◆ THE DATA
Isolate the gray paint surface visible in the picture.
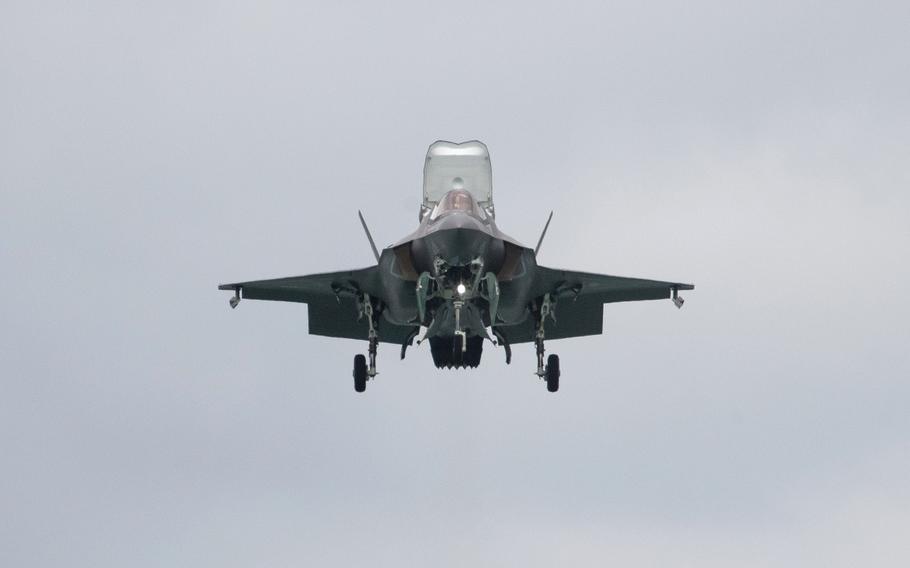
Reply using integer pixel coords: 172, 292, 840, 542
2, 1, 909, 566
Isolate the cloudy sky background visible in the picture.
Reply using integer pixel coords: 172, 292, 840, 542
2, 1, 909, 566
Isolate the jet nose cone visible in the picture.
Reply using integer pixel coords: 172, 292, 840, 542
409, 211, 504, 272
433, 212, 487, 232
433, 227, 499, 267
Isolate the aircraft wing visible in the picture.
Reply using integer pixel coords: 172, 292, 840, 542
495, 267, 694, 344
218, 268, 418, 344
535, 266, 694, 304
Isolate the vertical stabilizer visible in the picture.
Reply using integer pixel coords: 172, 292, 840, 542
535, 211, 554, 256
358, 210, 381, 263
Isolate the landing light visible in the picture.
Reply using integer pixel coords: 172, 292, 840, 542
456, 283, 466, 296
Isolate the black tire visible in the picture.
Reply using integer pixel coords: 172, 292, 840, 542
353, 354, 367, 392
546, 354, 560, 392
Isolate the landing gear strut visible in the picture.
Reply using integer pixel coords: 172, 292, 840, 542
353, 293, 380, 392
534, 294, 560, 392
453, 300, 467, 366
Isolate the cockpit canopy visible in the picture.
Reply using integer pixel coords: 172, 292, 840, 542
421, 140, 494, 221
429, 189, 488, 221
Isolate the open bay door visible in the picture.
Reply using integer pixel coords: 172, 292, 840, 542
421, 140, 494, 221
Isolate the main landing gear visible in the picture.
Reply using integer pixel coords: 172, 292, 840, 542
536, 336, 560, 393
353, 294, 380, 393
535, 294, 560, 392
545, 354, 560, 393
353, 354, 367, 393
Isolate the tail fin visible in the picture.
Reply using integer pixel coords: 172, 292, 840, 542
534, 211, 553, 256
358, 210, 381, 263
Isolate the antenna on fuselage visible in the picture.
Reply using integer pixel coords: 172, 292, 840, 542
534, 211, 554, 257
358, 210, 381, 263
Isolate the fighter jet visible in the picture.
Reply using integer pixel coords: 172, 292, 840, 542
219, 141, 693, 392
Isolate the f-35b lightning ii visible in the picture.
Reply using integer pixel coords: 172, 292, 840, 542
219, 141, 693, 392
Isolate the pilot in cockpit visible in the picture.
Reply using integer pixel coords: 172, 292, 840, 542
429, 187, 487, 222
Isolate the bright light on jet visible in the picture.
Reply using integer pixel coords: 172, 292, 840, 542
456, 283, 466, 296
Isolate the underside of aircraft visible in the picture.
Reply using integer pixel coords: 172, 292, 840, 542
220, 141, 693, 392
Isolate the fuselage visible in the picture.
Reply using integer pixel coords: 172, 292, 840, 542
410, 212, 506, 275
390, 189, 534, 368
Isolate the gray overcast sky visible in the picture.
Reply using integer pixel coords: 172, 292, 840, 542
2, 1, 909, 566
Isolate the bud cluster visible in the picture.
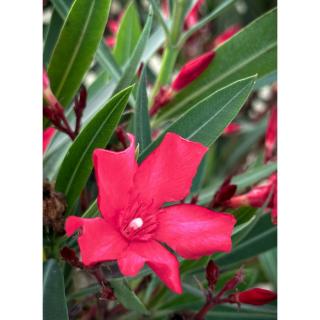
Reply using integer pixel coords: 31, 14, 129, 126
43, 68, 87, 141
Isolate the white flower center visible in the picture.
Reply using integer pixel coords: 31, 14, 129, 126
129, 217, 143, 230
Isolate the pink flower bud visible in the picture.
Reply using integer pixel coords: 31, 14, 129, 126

◆ INSTRUCTIONS FOR THE TASK
Send back an exact copy of only the lines from the line with "Isolate the antenna" up to and including the line with "Isolate the f-35b" in the data above.

◆ SOLUTION TO THIS TASK
Isolate the antenna on fuselage visible in the picture.
Reply using integer pixel coords: 172, 292, 840, 542
534, 211, 554, 257
358, 210, 381, 263
Isolate the fighter jet visible in the picture.
Reply using integer pixel coords: 172, 292, 840, 542
219, 141, 693, 392
Isolate the f-35b lightning ii visible in the picture.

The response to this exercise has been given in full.